* Begin Page *

It’s National Nude Day! Ever wonder what it would be like to hang out in a nudist colony? Maybe take a stroll on a nude beach? Just ask the folks who share their lives with any of the nude breeds. But remember, before you or your dog do any nude sunbathing, be sure to use sunscreen!
The Mexican Hairless was the first canine nudist to became widely, um, exposed in North America. The American Kennel Club registered the first one in 1887, but it was so scarce (or perhaps modest?) it wasn’t until 1940 that the first one earned a championship. This did nothing to fan the flames of popularity, and in 1959 the AKC dropped the Mexican Hairless from its breed list — something that never happens! America apparently was just not ready for total nudity.
Meanwhile, another exhibitionist was on the rise. The Chinese Crested started to appear in paintings in the mid-19th century, and they were strutting about naked in American show rings by 1897. Of course, the breed is not totally hairless. The Crested has long hair on the top of his head, his ankles, and his tail. A dog’s got to have a little modesty!
In the 1950s, the breed received exposure from its most famous owner and breeder, stripper Gypsy Rose Lee. But the Crested also had a false start with the AKC, joining its Miscellaneous Class in 1955 but getting dropped by 1965. Not to be daunted, the Chinese Crested was not only back by 1991, but with full AKC recognition — and climbing the popularity lists.
The Mexican Hairless then ventured back into the spotlight. Only now they had a stage name: the Xoloitzcuintli. Because, of course, a catchy easy-to-spell name helps, right? And Mexican Hairless was too hard to say? Actually, the name comes from the Aztec Indian god Xolotl and “Itzcuintli,” the Aztec word for dog. Just say Xolo for short.

* End Page *
* Begin Raw data *

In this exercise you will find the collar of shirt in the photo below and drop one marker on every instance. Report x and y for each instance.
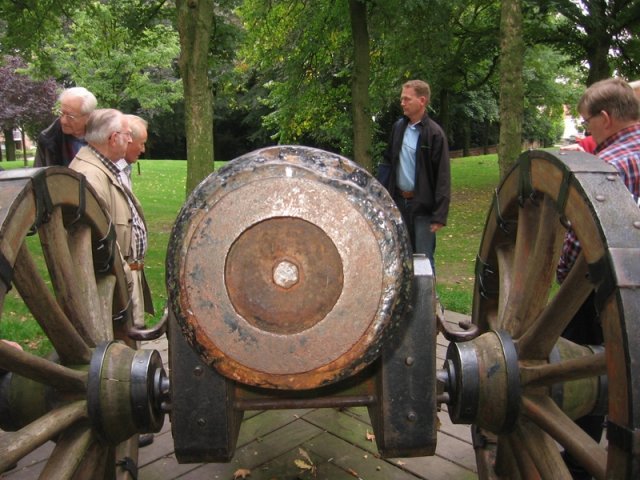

* End Raw data *

> [Challenges]
1/ Translate this sentence from the article on hairless dog breeds into Spanish: "The Crested has long hair on the top of his head, his ankles, and his tail."
2/ Answer these questions using the article on hairless dog breeds.
(a) In what year did the AKC drop the Mexican Hairless from its breed list?
(b) Who was the Chinese Crested's most famous owner and breeder?
(c) What word does the article give as the Aztec word for dog?

> [Solutions below]
1/ El Crested tiene el pelo largo en la parte superior de la cabeza, en los tobillos y en la cola.

2/
(a) 1959
(b) Gypsy Rose Lee
(c) Itzcuintli